(Image-grounded pointing data)
# # # # # # #

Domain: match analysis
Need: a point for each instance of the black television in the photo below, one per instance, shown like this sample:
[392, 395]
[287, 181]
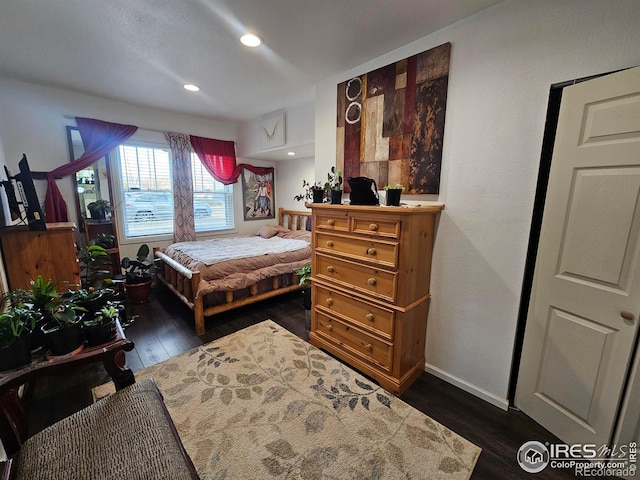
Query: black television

# # # # # # #

Return the data exactly. Pictures stay out.

▶ _Final answer_:
Domain: match analysis
Need: a point for each instance of the black television in the photo below, one per instance, shown like this sample:
[392, 395]
[287, 181]
Query: black television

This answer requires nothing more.